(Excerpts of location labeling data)
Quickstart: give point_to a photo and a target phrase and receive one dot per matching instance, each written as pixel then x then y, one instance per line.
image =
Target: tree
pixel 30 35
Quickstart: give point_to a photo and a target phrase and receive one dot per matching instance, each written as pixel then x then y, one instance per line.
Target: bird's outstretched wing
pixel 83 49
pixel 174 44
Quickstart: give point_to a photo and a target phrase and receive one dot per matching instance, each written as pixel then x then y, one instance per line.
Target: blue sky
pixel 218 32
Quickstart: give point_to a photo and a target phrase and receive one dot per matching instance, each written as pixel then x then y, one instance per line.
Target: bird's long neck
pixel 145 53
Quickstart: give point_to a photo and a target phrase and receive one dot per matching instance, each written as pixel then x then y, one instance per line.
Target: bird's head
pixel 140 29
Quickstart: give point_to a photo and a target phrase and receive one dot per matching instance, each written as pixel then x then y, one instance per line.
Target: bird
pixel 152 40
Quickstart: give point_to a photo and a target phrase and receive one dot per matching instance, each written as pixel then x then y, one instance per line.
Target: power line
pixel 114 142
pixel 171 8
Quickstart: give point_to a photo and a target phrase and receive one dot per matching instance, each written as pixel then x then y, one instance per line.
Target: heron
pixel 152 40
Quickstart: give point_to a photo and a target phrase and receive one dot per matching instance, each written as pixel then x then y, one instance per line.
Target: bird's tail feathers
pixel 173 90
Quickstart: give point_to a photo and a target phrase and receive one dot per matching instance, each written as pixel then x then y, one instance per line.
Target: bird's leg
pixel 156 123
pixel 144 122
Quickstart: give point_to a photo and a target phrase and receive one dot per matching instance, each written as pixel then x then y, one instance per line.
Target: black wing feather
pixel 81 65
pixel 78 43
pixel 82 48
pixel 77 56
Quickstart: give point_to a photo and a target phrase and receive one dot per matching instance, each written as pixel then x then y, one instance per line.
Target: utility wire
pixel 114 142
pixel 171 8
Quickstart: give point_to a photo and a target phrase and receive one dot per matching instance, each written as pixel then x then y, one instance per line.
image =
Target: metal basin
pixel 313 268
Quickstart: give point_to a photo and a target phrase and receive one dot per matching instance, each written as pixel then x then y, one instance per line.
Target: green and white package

AIM. Copy all the records above exactly, missing none.

WRITTEN REPLY.
Quickstart: give point_to a photo and a target phrase and receive one dot per matching instance, each written as pixel then x then y, one instance per line.
image =
Target: tree
pixel 30 35
Quickstart: give point_to a photo and a target phrase and receive one dot per matching instance, each written as pixel then x then y, one instance per line.
Target: bird's outstretched wing
pixel 83 49
pixel 174 44
Quickstart: give point_to a photo and a target phrase and receive one dot per matching instance, each written as pixel then x then y, one instance per line.
Target: blue sky
pixel 218 32
Quickstart: give point_to a photo and a target phrase and receive one dot per matching instance, each written as pixel then x then y, one instance per line.
Target: bird's long neck
pixel 145 53
Quickstart: give point_to a photo and a target phrase and receive one dot per matching instance, each written as pixel then x then y, one instance per line.
Target: bird's head
pixel 140 29
Quickstart: give point_to a photo and a target phrase and receive one dot per matching instance, each written as pixel then x then y, one instance per line.
Target: bird
pixel 152 40
Quickstart: give point_to a photo and a target phrase and receive one dot per matching instance, each written as pixel then x then y, one instance per line.
Target: power line
pixel 114 142
pixel 171 8
Quickstart: give point_to a photo and a target phrase and receive one dot per matching instance, each written as pixel then x then y, one instance per line.
Target: heron
pixel 152 40
Quickstart: give point_to a photo and a target phrase and receive one dot per matching instance, each written as pixel then x then y, one instance per line.
Target: bird's tail feathers
pixel 173 90
Quickstart: give point_to a photo and a target phrase and receive one dot per matching instance, each written as pixel then x then y, one instance per line.
Target: bird's leg
pixel 156 123
pixel 144 122
Quickstart: give point_to a photo and a target phrase and receive one dot per matching instance, each written as pixel then x then y, one instance per line.
Target: black wing feather
pixel 81 65
pixel 78 43
pixel 82 48
pixel 77 56
Quickstart: give point_to a photo and a target phrase and receive one dot per matching instance, each written as pixel then x then y, one instance per line.
Target: utility wire
pixel 114 142
pixel 171 8
Quickstart: give point_to a photo and a target phrase and receive one dot per matching instance, each written as pixel then x then y, one instance per line.
image =
Target: metal basin
pixel 313 268
Quickstart: give point_to a photo and a target phrase and receive one dot per matching instance, each written as pixel then x then y, one instance per line.
Target: green and white package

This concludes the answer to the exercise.